• Set exercise:
Locate each line in the records below that contains the word "water", and copy those lines.

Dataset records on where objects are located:
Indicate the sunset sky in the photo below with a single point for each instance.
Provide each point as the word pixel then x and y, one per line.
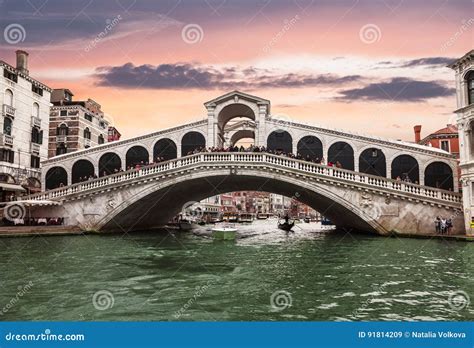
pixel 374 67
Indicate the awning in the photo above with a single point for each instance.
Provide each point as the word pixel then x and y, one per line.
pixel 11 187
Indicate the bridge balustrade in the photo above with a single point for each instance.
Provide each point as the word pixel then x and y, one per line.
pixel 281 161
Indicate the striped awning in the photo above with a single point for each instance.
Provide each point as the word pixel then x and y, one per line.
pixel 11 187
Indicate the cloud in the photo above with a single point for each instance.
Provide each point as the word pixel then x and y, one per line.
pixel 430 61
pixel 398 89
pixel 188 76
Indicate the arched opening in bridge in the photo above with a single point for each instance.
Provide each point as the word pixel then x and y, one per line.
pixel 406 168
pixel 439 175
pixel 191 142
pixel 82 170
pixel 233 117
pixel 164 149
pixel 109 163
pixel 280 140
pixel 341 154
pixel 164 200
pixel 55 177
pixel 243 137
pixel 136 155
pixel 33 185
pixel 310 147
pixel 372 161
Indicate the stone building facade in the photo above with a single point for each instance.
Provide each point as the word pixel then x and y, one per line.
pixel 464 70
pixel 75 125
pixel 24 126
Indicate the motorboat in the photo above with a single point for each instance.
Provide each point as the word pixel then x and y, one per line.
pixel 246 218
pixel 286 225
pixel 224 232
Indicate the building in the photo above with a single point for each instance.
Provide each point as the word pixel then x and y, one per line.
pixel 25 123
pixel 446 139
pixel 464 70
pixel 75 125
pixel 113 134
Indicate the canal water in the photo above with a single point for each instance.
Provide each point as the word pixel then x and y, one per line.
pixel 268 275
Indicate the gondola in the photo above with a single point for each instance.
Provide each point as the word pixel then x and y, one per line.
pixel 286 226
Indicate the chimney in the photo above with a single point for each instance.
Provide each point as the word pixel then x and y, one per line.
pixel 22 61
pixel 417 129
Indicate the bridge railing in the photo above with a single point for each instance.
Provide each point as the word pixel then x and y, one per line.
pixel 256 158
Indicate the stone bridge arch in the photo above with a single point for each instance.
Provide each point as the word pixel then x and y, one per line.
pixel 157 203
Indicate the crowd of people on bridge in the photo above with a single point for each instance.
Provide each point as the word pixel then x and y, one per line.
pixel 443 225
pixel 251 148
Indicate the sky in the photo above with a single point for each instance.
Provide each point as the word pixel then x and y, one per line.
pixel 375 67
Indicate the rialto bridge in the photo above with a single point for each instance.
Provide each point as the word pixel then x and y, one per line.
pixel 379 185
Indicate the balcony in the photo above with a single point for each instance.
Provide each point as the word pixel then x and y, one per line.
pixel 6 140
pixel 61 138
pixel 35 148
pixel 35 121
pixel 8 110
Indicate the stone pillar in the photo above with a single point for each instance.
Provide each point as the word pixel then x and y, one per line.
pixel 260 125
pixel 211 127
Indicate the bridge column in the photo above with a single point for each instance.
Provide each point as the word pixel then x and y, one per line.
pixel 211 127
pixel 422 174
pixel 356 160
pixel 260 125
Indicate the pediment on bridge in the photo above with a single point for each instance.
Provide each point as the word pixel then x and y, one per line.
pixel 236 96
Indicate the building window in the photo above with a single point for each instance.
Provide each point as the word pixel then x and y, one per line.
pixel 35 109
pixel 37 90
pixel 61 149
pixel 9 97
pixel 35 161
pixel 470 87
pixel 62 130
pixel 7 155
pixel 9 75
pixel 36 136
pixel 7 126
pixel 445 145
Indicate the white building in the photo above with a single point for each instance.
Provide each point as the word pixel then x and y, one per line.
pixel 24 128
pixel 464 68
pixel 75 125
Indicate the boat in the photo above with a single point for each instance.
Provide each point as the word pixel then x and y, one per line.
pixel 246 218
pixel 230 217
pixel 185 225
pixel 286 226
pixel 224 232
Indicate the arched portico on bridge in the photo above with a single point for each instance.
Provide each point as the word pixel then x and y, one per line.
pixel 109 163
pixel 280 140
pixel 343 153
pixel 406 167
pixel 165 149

==

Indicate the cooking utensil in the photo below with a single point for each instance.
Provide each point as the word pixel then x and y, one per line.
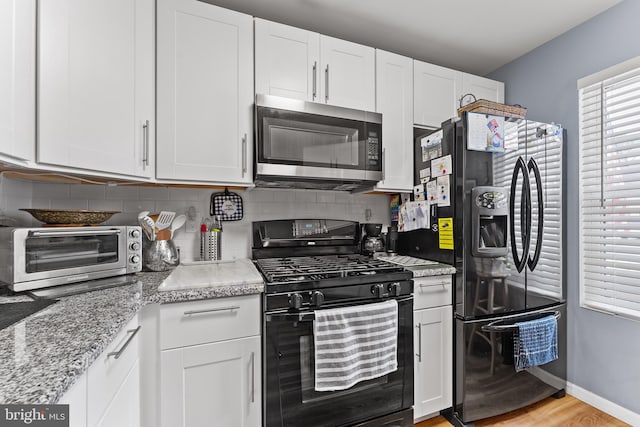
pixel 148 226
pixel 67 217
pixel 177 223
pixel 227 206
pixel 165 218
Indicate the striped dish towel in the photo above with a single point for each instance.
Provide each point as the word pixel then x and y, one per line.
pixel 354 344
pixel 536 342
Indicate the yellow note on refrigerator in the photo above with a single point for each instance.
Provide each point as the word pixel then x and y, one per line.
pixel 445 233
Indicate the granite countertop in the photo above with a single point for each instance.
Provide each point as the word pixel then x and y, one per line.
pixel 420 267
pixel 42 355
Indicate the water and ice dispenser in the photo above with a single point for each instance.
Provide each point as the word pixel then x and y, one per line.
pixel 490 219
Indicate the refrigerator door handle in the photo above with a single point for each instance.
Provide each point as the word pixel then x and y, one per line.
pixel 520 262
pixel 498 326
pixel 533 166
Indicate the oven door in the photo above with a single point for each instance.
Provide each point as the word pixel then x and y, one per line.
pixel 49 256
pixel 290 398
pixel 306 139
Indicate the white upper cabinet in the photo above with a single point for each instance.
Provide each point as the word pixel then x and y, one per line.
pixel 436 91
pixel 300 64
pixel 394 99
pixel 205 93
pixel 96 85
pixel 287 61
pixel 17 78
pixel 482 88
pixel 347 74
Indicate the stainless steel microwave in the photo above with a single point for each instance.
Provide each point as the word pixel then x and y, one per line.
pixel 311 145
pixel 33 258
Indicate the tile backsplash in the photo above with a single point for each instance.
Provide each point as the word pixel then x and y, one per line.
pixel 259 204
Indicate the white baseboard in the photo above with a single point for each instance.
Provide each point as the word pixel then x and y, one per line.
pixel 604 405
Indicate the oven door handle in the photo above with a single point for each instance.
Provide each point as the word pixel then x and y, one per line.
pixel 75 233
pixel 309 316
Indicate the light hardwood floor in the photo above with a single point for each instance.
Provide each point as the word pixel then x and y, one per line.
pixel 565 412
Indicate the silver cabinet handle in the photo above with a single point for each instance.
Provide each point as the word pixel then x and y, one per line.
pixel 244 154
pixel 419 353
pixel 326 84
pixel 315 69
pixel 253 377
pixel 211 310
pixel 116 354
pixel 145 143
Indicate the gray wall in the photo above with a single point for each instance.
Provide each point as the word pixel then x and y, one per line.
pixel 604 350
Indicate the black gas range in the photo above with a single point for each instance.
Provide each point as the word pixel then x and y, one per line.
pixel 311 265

--

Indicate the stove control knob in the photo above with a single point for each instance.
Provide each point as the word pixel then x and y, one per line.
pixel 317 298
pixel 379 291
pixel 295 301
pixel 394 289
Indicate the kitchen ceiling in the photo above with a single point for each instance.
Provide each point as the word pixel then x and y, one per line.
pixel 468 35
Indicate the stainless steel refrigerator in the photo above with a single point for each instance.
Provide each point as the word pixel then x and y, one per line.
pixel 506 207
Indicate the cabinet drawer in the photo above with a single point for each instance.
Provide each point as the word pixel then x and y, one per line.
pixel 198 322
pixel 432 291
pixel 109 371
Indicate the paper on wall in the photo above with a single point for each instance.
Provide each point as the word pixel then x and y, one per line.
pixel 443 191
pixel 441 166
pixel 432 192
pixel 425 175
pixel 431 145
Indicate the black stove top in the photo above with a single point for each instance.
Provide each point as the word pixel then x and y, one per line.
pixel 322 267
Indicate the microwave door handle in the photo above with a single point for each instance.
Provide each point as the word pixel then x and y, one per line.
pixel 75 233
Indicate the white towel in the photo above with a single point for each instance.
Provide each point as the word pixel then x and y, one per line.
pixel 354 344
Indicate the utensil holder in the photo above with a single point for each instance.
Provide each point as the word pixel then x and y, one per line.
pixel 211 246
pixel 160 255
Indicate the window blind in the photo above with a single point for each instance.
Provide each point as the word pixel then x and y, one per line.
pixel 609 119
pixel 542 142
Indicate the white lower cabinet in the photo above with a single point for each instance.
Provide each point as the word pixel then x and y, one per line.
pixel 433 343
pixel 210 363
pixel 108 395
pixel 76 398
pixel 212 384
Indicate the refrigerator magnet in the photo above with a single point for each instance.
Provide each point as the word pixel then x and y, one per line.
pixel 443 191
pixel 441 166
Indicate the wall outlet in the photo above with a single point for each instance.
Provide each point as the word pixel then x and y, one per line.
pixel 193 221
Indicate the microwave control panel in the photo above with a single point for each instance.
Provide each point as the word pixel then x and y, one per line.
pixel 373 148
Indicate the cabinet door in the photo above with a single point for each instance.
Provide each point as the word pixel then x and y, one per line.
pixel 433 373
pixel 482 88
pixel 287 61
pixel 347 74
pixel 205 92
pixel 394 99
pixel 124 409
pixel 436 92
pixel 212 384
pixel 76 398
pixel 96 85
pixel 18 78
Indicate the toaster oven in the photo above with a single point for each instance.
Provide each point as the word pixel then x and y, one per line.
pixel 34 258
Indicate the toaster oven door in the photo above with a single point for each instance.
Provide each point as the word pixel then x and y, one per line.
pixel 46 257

• Result of the task:
Indicate the canal water in the photo above with a single point for each instance.
Indicate the water and ice dispenser in the photo above with a single point for each instance.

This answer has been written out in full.